▸ **Aim of the task**:
An exact copy of every entry below is required, and no picture may appear in it.

[Collected data entries]
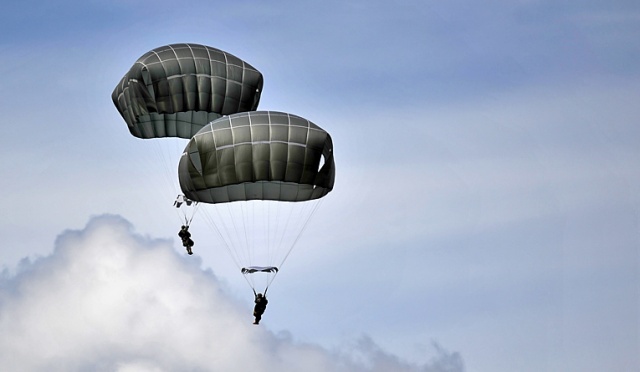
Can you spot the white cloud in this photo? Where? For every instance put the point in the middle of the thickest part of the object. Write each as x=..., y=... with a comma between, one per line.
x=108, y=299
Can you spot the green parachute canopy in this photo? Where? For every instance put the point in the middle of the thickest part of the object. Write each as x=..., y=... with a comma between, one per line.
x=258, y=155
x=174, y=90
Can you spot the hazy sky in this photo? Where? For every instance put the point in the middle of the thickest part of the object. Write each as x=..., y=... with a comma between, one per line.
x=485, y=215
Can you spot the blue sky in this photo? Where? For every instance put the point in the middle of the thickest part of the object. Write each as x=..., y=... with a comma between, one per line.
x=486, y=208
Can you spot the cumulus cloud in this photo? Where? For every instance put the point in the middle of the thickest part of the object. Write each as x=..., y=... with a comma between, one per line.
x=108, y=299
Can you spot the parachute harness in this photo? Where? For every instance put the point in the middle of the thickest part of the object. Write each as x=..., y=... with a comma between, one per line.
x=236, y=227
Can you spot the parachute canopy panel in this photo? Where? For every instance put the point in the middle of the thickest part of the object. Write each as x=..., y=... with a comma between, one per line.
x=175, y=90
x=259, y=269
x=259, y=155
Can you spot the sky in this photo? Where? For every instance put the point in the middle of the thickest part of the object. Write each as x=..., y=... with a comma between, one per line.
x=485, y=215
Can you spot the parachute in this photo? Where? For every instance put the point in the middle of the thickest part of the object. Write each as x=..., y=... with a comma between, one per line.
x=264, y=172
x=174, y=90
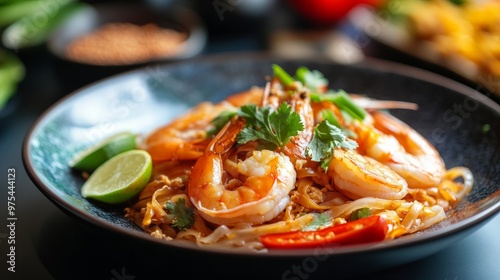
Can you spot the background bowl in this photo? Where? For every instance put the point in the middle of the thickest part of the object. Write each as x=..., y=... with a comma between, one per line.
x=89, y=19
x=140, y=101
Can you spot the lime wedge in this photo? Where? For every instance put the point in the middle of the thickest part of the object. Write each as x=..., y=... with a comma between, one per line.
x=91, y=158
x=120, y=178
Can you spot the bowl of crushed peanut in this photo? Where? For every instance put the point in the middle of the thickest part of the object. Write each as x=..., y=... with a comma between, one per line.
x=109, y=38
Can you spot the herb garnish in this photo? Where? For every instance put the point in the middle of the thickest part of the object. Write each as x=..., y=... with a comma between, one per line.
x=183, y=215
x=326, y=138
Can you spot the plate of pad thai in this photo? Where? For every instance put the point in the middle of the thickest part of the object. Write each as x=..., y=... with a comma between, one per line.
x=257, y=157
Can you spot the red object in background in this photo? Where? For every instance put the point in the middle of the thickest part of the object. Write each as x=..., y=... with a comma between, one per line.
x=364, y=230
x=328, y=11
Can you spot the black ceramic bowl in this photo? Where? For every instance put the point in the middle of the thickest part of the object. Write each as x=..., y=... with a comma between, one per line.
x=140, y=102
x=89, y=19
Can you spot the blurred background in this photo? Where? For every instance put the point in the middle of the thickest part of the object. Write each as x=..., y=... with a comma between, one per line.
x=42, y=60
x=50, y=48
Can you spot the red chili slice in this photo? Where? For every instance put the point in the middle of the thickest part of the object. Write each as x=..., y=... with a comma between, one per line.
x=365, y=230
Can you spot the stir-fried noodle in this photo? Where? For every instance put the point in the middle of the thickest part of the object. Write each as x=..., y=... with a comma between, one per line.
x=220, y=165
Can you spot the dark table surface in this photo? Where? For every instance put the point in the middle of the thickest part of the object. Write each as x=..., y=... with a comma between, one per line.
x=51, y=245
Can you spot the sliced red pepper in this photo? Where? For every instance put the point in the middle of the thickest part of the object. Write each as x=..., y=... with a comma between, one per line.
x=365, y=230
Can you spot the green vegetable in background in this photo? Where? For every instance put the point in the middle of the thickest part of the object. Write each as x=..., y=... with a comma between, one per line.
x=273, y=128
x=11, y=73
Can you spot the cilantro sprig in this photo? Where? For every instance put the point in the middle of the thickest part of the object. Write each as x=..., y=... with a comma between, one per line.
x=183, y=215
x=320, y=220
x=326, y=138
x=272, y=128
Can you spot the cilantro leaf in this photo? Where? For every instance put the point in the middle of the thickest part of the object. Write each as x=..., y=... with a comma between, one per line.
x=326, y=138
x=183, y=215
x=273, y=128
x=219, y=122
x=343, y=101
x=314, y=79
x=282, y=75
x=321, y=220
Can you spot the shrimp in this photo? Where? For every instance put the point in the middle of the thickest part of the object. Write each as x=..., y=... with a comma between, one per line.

▸ **Answer to the exercise**:
Can you spot the white cloud in this photo? Where? For every instance put the point in the middle of the thickest part of the object. Write each as x=..., y=... with a comma between, one per line.
x=108, y=299
Can you spot the green parachute canopy in this photo? Where? For every instance put the point in the middle of the thickest part of the object. Write each as x=..., y=... with a comma between, one per line.
x=258, y=155
x=174, y=90
Can you spot the hazy sky in this photo? Where? For every instance put the point in the middle of the thickest part of the object. Write each as x=..., y=... with a comma between, one per line.
x=485, y=215
Can you spot the blue sky in this photo? Where? For every instance put the point in the middle of the thickest part of the object. Write each as x=..., y=... with a comma between, one per line.
x=486, y=208
Can you spot the cumulus cloud in this photo? Where? For every instance put the point in the middle of the thickest part of the object. Write each as x=..., y=... with a comma between, one per line.
x=108, y=299
Can you spot the parachute harness in this photo? Where? For every instance put the point in the middle of the thickest part of the object. Write each as x=..., y=... with a comma between, one per line.
x=236, y=227
Can you spot the parachute canopy panel in this photo? Where? For every instance put the point in the middle of the thickest part of the object. Write each as x=..., y=... with a comma between, one per line.
x=175, y=90
x=259, y=269
x=259, y=155
Can you spot the sky in this photo? Where? For every instance put the point in the middle of the thickest part of the object. Write each as x=..., y=... with a comma between, one per line.
x=485, y=215
Can you spot the parachute in this photo? Where? For every instance put the point in the middle of the thickest part of the object. Write each as x=..., y=... with a comma between, one per line.
x=264, y=172
x=174, y=90
Can you spot the background bowl in this photo? Where? For every instance put the point in the middle of the thickest part of the object. Write each as x=..., y=... with a comma between, one per line.
x=89, y=19
x=140, y=101
Can you spot the lime wedge in this photo? Where? For every instance put the point in the middle of the thickest part of the object. Write each as x=..., y=... with a comma between, one per line.
x=91, y=158
x=120, y=178
Can you spot the bowl of crushed peanut in this photo? Where? For every instance put the point in the middle of the thickest part of the object. Write each as x=..., y=... with a comma between, one per line.
x=109, y=38
Can you spot the herb garnish in this photo? Where? For every instance put the point in the middle of the thickest part of the object. Write each as x=..., y=... with a comma between, one per line.
x=183, y=215
x=326, y=138
Can you spot the plate of pad thai in this photo? Where? For every instance put the point in the middle of the thickest part of the object. Write each as x=..., y=... with a comma between, one per line.
x=257, y=157
Can you spot the red object in background in this photo? Where? For every instance put the point in the middle of the thickest part of the object. Write each as x=..., y=... with a comma between, one per line.
x=364, y=230
x=328, y=11
Can you spot the black ceramic bowl in this photo? Where? For every instance put the point in the middle of the thickest part of the object. Write each as x=..., y=... with a comma between, one per line.
x=140, y=102
x=89, y=19
Can you spot the blurred background in this photo? Where? For every instance put the point in the middle of the thickest part of the object. Write each as x=..., y=... with a comma between, one per line.
x=42, y=60
x=50, y=48
Can you spot the red chili slice in this photo? Where? For every instance put the point in the middle of the thickest part of the object. Write each as x=..., y=... with a comma between, one per line.
x=365, y=230
Can you spot the stir-fried noodle in this photo? Where? For every instance put the point in the middle of the thickest part of the object. Write each as x=..., y=... with a comma between, one per line.
x=220, y=165
Can you spot the dark table surface in this photo? Where? For every instance put the point in the middle of the thickest part of the object. Write each as x=..., y=... with a comma between, one per line.
x=51, y=245
Can you spot the sliced red pepper in this photo? Where? For every instance put the point in the middle of the thickest part of the object. Write each as x=..., y=... with a comma between, one per line.
x=365, y=230
Can you spot the green vegetable in background in this photo? Where? For every instance put the point in the middle of the thickest part of the object. Write each as x=..., y=... with a comma between, one per line.
x=273, y=128
x=11, y=73
Can you spot the cilantro sprig in this photo? Where? For every instance put the point in the middle of the thickest part of the object. Write each as x=..., y=... with a comma between, one per line.
x=183, y=215
x=320, y=220
x=326, y=138
x=272, y=128
Can you spot the cilantro leaf in this photo? Where? For every instance put the point in the middle of the thickest part of the object. Write each as x=..., y=... with a comma between, one per line.
x=326, y=138
x=183, y=215
x=273, y=128
x=219, y=122
x=343, y=101
x=314, y=79
x=282, y=75
x=321, y=220
Can you spot the shrimp in this photo? Where? For every instance put the point in the middle of the thickest part of the object. Write each as x=..., y=... with a comma between, one per line.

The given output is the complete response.